### [Stated goal]
Reproduce each of the records below word for word, changing nothing.
((
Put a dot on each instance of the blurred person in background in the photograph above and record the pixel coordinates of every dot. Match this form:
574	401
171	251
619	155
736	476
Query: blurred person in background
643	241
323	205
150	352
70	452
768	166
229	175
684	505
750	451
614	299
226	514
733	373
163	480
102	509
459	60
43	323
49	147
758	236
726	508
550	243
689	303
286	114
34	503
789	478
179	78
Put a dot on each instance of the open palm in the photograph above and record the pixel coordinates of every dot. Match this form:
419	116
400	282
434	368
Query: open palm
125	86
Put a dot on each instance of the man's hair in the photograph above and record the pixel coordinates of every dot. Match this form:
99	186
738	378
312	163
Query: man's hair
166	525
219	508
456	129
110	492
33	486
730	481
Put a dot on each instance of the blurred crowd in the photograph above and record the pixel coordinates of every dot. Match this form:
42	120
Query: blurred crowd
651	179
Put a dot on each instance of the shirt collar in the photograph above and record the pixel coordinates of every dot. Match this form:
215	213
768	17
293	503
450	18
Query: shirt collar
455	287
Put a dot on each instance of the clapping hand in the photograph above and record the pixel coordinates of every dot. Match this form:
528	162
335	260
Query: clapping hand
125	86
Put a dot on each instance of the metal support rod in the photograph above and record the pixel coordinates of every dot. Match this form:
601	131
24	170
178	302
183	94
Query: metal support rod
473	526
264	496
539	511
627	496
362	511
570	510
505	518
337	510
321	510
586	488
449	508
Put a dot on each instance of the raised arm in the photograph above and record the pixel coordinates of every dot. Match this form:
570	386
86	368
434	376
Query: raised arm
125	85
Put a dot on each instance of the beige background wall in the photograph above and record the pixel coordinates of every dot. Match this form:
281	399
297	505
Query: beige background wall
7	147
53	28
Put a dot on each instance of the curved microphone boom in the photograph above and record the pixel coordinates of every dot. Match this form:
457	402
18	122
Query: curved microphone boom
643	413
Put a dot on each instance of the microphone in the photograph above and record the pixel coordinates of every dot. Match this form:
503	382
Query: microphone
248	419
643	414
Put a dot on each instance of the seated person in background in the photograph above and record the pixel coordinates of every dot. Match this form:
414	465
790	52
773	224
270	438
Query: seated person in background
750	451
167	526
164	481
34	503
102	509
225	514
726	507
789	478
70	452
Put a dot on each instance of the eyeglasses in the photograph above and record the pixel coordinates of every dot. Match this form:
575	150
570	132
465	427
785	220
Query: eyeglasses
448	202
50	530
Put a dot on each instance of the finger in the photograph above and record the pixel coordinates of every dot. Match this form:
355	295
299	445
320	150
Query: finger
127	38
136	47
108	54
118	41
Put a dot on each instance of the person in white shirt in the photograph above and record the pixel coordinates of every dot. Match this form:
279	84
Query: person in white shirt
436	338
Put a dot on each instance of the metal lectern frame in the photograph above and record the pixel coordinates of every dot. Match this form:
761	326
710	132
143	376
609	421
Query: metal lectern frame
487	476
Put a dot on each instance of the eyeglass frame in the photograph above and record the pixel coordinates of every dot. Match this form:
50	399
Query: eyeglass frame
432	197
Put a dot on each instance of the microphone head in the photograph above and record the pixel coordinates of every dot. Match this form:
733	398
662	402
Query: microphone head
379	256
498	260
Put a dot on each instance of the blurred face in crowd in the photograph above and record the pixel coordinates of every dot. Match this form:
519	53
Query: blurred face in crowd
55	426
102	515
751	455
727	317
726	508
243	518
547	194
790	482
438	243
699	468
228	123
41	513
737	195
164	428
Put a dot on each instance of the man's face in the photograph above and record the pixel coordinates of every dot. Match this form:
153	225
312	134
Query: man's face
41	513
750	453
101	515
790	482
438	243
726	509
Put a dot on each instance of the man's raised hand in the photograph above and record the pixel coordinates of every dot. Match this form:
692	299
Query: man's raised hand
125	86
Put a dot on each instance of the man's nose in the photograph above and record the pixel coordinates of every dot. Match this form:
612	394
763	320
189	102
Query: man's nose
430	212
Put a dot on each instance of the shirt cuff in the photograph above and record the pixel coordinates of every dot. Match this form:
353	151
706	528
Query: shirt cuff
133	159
))
### [Full response]
Put a dot on each instance of the blurred person in background in the photograph above and record the pixel coordinates of every dot. Match this form:
574	401
171	251
619	155
736	476
Query: blurred person in background
643	241
323	205
150	352
70	452
768	166
229	175
684	505
750	451
614	299
226	514
733	373
163	480
102	509
459	60
43	323
49	147
758	236
726	508
550	243
689	303
286	114
34	503
789	478
179	78
Put a dot on each instance of the open palm in the photograph above and record the pixel coordinates of every dot. Match this form:
419	116
400	282
434	368
Query: open palm
125	86
Put a dot on each instance of the man's hair in the photograph above and record the pixel coordinates of every dot. Match this form:
99	186
738	378
312	163
Query: man's hair
166	525
219	508
456	129
110	492
33	486
730	481
Put a dot on each instance of the blurred crowd in the photograph above and record the pixel coordinates of every dot. Match this form:
42	120
Query: blurred crowd
651	179
Put a dot on each instance of the shirt collar in the photograph above and record the pixel coordinates of every dot. Match this form:
215	213
768	17
293	503
450	18
Query: shirt collar
455	287
Put a dot on each instance of the clapping hand in the photograph above and record the pixel coordinates of every dot. Match this form:
528	162
335	260
Query: clapping hand
125	86
Put a dot on each instance of the metal support rod in the photograph above and record the pixel coordinates of every dot. Match this form:
601	131
24	170
178	302
183	94
Query: metal support rod
473	526
264	496
539	511
627	496
362	511
570	510
505	518
337	510
321	510
586	488
449	508
Put a dot on each instance of the raised arm in the photograph above and record the pixel coordinates of every dot. Match this form:
570	386
86	368
434	376
Query: raised arm
125	85
Put a dot on each instance of the beige background wall in the photograph above and record the pixel coordinates of every dot. Match this form:
281	399
297	505
Query: beige background wall
7	147
53	28
Put a dot on each instance of the curved microphone boom in the photograph above and record the pixel coordinates of every dot. Match this form:
457	402
18	122
Query: curved microphone boom
643	413
Put a dot on each instance of the microphone in the photograph above and record the pixel coordinates of every dot. Match this form:
503	382
Query: microphone
248	419
643	414
Put a dot on each instance of the seated person in background in the photograph above and record the pixel coordinates of every dot. Match this form:
414	465
790	52
773	224
270	438
Query: seated person in background
750	451
167	526
164	481
34	503
102	509
225	514
726	507
789	478
70	452
Put a dot on each instance of the eyeglasses in the photograph above and record the pixel coordinates of every dot. Match this form:
575	150
570	132
465	427
785	220
Query: eyeglasses
448	202
50	530
Put a dot on each instance of the finger in the photograph above and record the pixel coordinates of every dot. Match this form:
355	295
299	445
320	150
Query: finger
127	38
136	47
108	54
118	41
Put a dot on each instance of the person in white shirt in the photograph above and record the pixel coordinates of every dot. Match this form:
279	84
Query: person in white shirt
436	338
Put a dot on each instance of the metal lectern frame in the photograph above and record the pixel coordinates of every dot. Match this form:
761	326
710	132
143	376
609	421
Query: metal lectern frame
487	476
Put a dot on each instance of the eyeglass frame in the photograph above and record the pixel coordinates of every dot. Match this form:
50	399
Query: eyeglass frame
432	197
Put a dot on each instance of the microphone head in the photograph above and record the pixel coordinates of every dot. Match this form:
733	398
662	402
Query: microphone head
379	256
498	260
Put a dot on each instance of the blurred face in crowd in the photograph above and record the pixel coordinates of every dot. Match this form:
519	53
Query: blurred face in crowd
55	426
102	515
751	455
727	317
726	508
243	518
547	194
790	482
438	243
699	468
228	123
41	513
737	195
164	428
Put a dot on each instance of the man's face in the photograph above and record the pixel coordinates of every dot. Match this form:
153	225
312	134
Query: man's face
41	513
750	453
101	515
790	482
438	243
726	509
Put a dot on each instance of the man's raised hand in the photograph above and record the pixel coordinates of every dot. Match this form:
692	299
Query: man's raised hand
125	86
Put a dot on each instance of the man's nose in the photograph above and record the pixel coordinates of every dot. Match this form:
612	394
763	320
189	102
Query: man's nose
430	212
Put a dot on each instance of the shirt cuff in the photograph above and record the pixel coordinates of every dot. Match this form:
353	151
706	528
Query: shirt cuff
133	159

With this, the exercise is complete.